__ASSIGNMENT__: Filter the records below for the word "motorcycle". Keep each line that has it.

__GIVEN DATA__:

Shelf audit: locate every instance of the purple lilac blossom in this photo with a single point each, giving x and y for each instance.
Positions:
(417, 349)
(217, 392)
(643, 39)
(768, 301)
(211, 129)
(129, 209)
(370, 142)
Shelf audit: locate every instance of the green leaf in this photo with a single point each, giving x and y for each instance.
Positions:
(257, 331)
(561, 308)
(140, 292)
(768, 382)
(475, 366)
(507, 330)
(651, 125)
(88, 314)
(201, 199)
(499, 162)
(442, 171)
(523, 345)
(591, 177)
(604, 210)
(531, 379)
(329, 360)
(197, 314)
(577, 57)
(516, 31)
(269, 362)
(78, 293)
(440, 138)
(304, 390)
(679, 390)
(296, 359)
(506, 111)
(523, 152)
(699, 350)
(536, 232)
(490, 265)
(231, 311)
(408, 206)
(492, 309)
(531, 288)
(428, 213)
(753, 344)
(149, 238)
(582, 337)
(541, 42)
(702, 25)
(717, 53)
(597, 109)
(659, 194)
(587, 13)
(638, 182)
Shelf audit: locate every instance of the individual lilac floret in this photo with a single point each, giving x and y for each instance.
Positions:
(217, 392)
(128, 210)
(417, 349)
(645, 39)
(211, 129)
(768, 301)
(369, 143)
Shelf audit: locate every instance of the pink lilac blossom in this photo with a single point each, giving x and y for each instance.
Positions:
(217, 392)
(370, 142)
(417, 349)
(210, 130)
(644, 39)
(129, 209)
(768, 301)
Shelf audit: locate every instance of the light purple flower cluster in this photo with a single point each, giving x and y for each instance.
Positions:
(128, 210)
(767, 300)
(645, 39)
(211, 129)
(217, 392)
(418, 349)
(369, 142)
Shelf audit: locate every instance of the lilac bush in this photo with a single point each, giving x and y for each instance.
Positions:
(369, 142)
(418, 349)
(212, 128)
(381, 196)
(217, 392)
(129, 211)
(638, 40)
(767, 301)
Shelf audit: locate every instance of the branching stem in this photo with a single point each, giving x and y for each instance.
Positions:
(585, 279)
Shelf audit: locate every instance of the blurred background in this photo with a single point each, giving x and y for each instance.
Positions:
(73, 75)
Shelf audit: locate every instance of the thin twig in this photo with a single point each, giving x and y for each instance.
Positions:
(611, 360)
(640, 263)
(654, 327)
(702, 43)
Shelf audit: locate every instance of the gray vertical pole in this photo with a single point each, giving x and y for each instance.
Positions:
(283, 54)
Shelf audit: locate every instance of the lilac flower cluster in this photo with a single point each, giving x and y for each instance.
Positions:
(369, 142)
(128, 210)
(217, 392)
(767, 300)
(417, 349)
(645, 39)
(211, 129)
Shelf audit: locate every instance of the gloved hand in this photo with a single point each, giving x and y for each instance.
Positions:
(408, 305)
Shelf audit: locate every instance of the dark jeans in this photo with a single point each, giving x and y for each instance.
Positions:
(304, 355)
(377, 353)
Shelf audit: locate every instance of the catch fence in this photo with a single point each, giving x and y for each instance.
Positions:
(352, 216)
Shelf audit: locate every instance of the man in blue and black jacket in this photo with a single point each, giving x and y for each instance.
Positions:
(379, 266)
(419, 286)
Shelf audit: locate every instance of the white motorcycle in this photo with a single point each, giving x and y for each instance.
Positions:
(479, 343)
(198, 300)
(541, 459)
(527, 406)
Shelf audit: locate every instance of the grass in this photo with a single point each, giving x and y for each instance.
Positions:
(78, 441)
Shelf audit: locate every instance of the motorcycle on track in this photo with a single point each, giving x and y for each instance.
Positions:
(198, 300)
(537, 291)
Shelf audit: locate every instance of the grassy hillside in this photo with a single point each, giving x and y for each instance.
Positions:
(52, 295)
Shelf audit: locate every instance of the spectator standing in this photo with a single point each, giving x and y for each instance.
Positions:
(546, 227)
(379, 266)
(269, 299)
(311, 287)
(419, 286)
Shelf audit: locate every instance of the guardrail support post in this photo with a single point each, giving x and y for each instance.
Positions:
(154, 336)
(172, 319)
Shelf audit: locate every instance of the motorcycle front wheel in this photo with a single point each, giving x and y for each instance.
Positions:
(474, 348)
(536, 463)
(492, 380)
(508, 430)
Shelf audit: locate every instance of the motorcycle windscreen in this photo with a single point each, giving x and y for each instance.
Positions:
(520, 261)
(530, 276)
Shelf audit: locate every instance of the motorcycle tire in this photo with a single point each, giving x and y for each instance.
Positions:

__SOLUTION__:
Shelf audit: locate every instance of the white motorcycle in this photo with a single point each, giving x and y for each instance.
Shelf audit: locate every instance of the motorcycle on track in this photo with a single point each, giving x and y for each instance.
Shelf audit: locate every instance of the motorcycle front wheel in this photo with a single point each, giving x and y for each instance.
Shelf audit: locate every instance of the motorcycle windscreen in this photo with a single point each, giving x and y for each instance.
Shelf audit: locate every instance of the motorcycle tire in this photo with a single point each, giving x and y for each instance.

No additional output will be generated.